TASK INPUTS:
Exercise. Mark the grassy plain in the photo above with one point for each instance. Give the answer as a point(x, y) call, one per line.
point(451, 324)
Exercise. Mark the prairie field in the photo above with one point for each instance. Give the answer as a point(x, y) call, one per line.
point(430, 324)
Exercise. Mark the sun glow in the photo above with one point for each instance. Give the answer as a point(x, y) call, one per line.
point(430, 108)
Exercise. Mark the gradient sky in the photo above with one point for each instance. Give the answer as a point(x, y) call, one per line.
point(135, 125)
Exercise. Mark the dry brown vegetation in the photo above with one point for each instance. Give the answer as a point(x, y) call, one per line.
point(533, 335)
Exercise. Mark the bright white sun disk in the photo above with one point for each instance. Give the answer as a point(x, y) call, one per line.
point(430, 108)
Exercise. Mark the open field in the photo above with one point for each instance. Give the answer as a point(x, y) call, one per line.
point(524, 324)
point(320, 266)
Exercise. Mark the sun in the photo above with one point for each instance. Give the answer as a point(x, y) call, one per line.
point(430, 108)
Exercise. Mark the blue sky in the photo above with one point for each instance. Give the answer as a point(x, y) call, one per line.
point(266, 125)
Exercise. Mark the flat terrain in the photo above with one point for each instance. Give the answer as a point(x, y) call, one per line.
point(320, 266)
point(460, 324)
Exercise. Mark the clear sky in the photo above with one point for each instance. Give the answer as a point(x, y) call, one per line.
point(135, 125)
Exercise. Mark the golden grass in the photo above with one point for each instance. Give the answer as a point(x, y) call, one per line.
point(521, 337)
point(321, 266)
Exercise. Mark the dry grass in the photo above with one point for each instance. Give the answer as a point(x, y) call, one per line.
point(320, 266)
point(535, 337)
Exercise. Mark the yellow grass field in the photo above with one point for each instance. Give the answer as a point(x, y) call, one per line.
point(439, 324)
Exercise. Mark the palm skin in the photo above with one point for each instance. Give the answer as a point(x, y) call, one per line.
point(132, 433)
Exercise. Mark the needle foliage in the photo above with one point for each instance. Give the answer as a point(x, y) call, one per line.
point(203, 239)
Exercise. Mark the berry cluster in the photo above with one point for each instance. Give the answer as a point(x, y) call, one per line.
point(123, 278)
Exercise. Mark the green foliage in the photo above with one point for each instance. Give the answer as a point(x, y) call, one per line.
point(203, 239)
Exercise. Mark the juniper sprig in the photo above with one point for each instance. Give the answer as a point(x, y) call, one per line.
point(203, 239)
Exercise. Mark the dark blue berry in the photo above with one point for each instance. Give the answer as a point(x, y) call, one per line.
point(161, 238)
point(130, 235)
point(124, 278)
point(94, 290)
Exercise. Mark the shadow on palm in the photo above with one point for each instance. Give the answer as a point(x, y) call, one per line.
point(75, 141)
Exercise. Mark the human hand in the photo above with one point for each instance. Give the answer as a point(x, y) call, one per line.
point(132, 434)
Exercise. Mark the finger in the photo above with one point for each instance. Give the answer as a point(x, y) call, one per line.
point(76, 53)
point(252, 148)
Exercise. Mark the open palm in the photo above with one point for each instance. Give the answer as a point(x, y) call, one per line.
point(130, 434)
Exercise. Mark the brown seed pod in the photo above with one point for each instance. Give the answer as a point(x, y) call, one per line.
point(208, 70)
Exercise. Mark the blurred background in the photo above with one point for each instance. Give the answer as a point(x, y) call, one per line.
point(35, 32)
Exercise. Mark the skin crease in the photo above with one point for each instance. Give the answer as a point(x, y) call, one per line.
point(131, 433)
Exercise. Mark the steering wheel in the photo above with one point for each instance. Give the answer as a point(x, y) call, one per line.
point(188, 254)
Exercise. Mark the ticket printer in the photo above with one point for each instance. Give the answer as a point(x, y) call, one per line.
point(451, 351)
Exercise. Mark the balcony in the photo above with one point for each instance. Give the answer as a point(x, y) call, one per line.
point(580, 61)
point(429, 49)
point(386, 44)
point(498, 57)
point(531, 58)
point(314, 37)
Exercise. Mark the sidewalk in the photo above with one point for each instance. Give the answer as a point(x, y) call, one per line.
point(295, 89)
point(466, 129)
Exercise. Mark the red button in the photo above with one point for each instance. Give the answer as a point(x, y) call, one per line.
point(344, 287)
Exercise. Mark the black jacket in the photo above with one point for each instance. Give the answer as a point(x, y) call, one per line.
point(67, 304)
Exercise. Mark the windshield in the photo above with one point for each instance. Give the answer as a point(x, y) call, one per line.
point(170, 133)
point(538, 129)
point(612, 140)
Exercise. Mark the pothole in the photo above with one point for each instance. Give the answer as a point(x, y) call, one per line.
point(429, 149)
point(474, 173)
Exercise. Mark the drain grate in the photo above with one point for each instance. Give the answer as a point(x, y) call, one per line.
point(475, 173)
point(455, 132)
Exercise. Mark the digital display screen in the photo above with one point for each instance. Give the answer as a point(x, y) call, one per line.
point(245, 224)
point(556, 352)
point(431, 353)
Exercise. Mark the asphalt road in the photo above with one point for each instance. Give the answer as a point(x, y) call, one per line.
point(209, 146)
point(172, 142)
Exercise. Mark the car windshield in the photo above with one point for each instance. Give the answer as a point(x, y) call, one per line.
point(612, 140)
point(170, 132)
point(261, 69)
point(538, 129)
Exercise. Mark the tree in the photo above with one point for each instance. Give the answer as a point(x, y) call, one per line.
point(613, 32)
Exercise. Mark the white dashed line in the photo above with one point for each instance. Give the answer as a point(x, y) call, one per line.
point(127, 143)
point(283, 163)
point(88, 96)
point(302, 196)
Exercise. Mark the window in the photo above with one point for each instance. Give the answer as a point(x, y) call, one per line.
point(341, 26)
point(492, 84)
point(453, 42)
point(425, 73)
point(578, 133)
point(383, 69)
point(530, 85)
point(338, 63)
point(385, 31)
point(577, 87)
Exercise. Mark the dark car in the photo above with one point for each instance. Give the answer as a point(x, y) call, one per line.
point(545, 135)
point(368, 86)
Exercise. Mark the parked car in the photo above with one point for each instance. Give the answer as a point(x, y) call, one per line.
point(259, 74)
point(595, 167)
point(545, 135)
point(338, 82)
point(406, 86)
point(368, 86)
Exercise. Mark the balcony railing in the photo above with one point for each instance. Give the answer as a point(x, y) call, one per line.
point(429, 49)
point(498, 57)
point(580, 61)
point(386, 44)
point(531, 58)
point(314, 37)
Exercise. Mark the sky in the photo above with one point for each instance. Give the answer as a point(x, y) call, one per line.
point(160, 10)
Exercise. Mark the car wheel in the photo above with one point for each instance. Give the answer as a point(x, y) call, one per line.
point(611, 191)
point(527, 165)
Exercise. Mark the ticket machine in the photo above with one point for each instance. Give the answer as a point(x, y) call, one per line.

AIM: Lay out all the lines above as a Markdown table with a Number column and a Line column, numbering each line in order and leaving out blank lines.

SOLVED EXERCISE:
| Number | Line |
|---|---|
| 1 | Exercise. Mark the grassy plain in the photo above with one point for each instance. Give the answer as a point(x, y) call, one per line. |
| 2 | point(451, 324) |
| 3 | Exercise. Mark the prairie field in the photo above with one point for each instance. Give the answer as a point(x, y) call, one per line. |
| 4 | point(430, 324) |
| 5 | Exercise. Mark the sun glow in the photo above with one point for each instance. Give the answer as a point(x, y) call, one per line. |
| 6 | point(430, 108) |
| 7 | Exercise. Mark the gradient sky in the photo above with one point for each instance. Give the answer as a point(x, y) call, one per line. |
| 8 | point(135, 125) |
| 9 | Exercise. Mark the dry brown vegetation in the photo above with one point for each instance. Give the answer as a point(x, y) call, one per line. |
| 10 | point(533, 335) |
| 11 | Exercise. Mark the bright white sun disk in the photo above with one point for each instance. Give the answer as a point(x, y) call, one per line. |
| 12 | point(430, 108) |
| 13 | Exercise. Mark the open field in the photo above with one point for each instance. Give the answer as a point(x, y) call, one per line. |
| 14 | point(524, 324) |
| 15 | point(320, 266) |
| 16 | Exercise. Mark the sun in the photo above with one point for each instance. Give the answer as a point(x, y) call, one per line. |
| 17 | point(430, 108) |
| 18 | Exercise. Mark the blue sky in the photo above with one point for each instance. Give the answer as a point(x, y) call, one per line. |
| 19 | point(266, 125) |
| 20 | Exercise. Mark the flat terrain in the photo above with one point for each instance. Give the answer as a point(x, y) call, one per line. |
| 21 | point(320, 266) |
| 22 | point(460, 324) |
| 23 | Exercise. Mark the clear sky in the photo above with one point for each instance. Give the answer as a point(x, y) call, one per line. |
| 24 | point(135, 125) |
| 25 | Exercise. Mark the golden grass in the photo above with one point for each instance. Give the answer as a point(x, y) call, one per line. |
| 26 | point(521, 337) |
| 27 | point(321, 266) |
| 28 | Exercise. Mark the dry grass in the photo above with one point for each instance. Give the answer as a point(x, y) call, one per line. |
| 29 | point(320, 266) |
| 30 | point(535, 337) |
| 31 | Exercise. Mark the yellow grass field in the photo above with one point for each instance. Give the answer as a point(x, y) call, one per line. |
| 32 | point(439, 324) |
| 33 | Exercise. Mark the palm skin in the photo above with one point for each instance. Give the answer as a point(x, y) call, one per line. |
| 34 | point(132, 433) |
| 35 | Exercise. Mark the needle foliage in the photo above with one point for each instance. Give the answer as a point(x, y) call, one per line. |
| 36 | point(203, 239) |
| 37 | Exercise. Mark the berry cluster in the photo above with one point for each instance. Give the answer as a point(x, y) call, one per line. |
| 38 | point(123, 278) |
| 39 | Exercise. Mark the green foliage in the photo above with one point for each instance. Give the answer as a point(x, y) call, one per line. |
| 40 | point(203, 239) |
| 41 | Exercise. Mark the juniper sprig in the photo above with one point for each instance. Give the answer as a point(x, y) call, one per line. |
| 42 | point(203, 239) |
| 43 | Exercise. Mark the dark blue berry in the photo above with one point for each instance. Give the answer as a point(x, y) call, one per line. |
| 44 | point(161, 238) |
| 45 | point(130, 235) |
| 46 | point(124, 278) |
| 47 | point(94, 290) |
| 48 | Exercise. Mark the shadow on palm in the photo above with one point for each instance. Give the answer as a point(x, y) call, one per line. |
| 49 | point(75, 141) |
| 50 | Exercise. Mark the human hand in the photo above with one point for each instance. Give the answer as a point(x, y) call, one per line. |
| 51 | point(132, 434) |
| 52 | Exercise. Mark the finger in the photo above with one point for each instance. Give the answer as a point(x, y) call, one per line. |
| 53 | point(76, 53) |
| 54 | point(252, 148) |
| 55 | Exercise. Mark the open palm in the photo above with one point for each instance. Give the answer as a point(x, y) call, one per line. |
| 56 | point(130, 434) |
| 57 | Exercise. Mark the brown seed pod in the photo above with one point for each instance. Give the answer as a point(x, y) call, one per line. |
| 58 | point(208, 70) |
| 59 | Exercise. Mark the blurred background in the photo above with one point for each instance. Give the answer as a point(x, y) call, one per line. |
| 60 | point(35, 32) |
| 61 | Exercise. Mark the skin crease in the photo above with one point for each instance. Give the answer as a point(x, y) call, one per line. |
| 62 | point(131, 433) |
| 63 | Exercise. Mark the steering wheel in the photo above with one point for each instance. Give the answer as a point(x, y) call, one per line. |
| 64 | point(188, 254) |
| 65 | Exercise. Mark the ticket printer in the photo above with one point for each instance. Give the answer as a point(x, y) call, one per line. |
| 66 | point(451, 351) |
| 67 | Exercise. Mark the balcony in the photo above with one point for each instance. Give the answer as a point(x, y) call, one per line. |
| 68 | point(580, 61) |
| 69 | point(429, 49) |
| 70 | point(386, 44) |
| 71 | point(498, 57) |
| 72 | point(531, 58) |
| 73 | point(314, 37) |
| 74 | Exercise. Mark the sidewalk in the photo above with one point for each instance. Give the answer as a point(x, y) call, one per line. |
| 75 | point(295, 89) |
| 76 | point(466, 129) |
| 77 | Exercise. Mark the red button in the photo above with one point for each instance. Give the answer as a point(x, y) call, one per line. |
| 78 | point(344, 287) |
| 79 | Exercise. Mark the black jacket in the photo above with one point for each instance. Give the answer as a point(x, y) call, one per line. |
| 80 | point(67, 304) |
| 81 | Exercise. Mark the windshield in the photo above with one point for each instance. Give the answer as a point(x, y) call, one per line. |
| 82 | point(170, 133) |
| 83 | point(538, 129) |
| 84 | point(612, 140) |
| 85 | Exercise. Mark the pothole in the photo above with one point for each instance. Give the answer as a point(x, y) call, one per line. |
| 86 | point(429, 149) |
| 87 | point(474, 173) |
| 88 | Exercise. Mark the drain grate in the photo above with one point for each instance. Give the answer as a point(x, y) call, one per line. |
| 89 | point(475, 173) |
| 90 | point(455, 132) |
| 91 | Exercise. Mark the digital display screen in the photo above with one point for each instance. Give the answer as a point(x, y) call, one per line. |
| 92 | point(245, 224) |
| 93 | point(556, 352) |
| 94 | point(431, 353) |
| 95 | Exercise. Mark the asphalt road in the photo above with one point for each instance. Give the answer as a point(x, y) call, one per line. |
| 96 | point(209, 146) |
| 97 | point(172, 142) |
| 98 | Exercise. Mark the car windshield in the photo above with one point for each instance. Give the answer as a point(x, y) call, one per line. |
| 99 | point(612, 140) |
| 100 | point(170, 132) |
| 101 | point(261, 69) |
| 102 | point(538, 129) |
| 103 | Exercise. Mark the tree in the photo above with one point for each instance. Give the answer as a point(x, y) call, one per line. |
| 104 | point(613, 32) |
| 105 | Exercise. Mark the white dashed line in the photo above with one point for each instance. Give the answer as a point(x, y) call, one per line. |
| 106 | point(127, 143) |
| 107 | point(283, 163) |
| 108 | point(88, 96) |
| 109 | point(302, 196) |
| 110 | Exercise. Mark the window in the photo above with one point for each instance. Give the answer as a point(x, y) call, one per line. |
| 111 | point(341, 26) |
| 112 | point(492, 84) |
| 113 | point(453, 42) |
| 114 | point(425, 73) |
| 115 | point(578, 133) |
| 116 | point(383, 69) |
| 117 | point(530, 85) |
| 118 | point(338, 63) |
| 119 | point(385, 31) |
| 120 | point(577, 87) |
| 121 | Exercise. Mark the dark car in the photo above with one point for each instance. Give the answer as a point(x, y) call, one per line. |
| 122 | point(545, 135) |
| 123 | point(368, 86) |
| 124 | Exercise. Mark the parked car in the photo above with one point for each instance. Give the answer as a point(x, y) call, one per line. |
| 125 | point(259, 74) |
| 126 | point(595, 167) |
| 127 | point(545, 135) |
| 128 | point(338, 82) |
| 129 | point(406, 86) |
| 130 | point(368, 86) |
| 131 | Exercise. Mark the balcony railing in the photo above with one point for each instance. Give the answer as a point(x, y) call, one per line. |
| 132 | point(429, 49) |
| 133 | point(498, 57) |
| 134 | point(580, 61) |
| 135 | point(386, 44) |
| 136 | point(531, 58) |
| 137 | point(314, 37) |
| 138 | Exercise. Mark the sky in the photo above with one point for each instance. Give the answer as a point(x, y) call, one per line. |
| 139 | point(160, 10) |
| 140 | Exercise. Mark the car wheel in the photo above with one point for each instance. Give the answer as a point(x, y) call, one per line. |
| 141 | point(611, 191) |
| 142 | point(527, 165) |
| 143 | Exercise. Mark the ticket machine in the photo above with one point for each instance. Give the answer as a point(x, y) call, one per line. |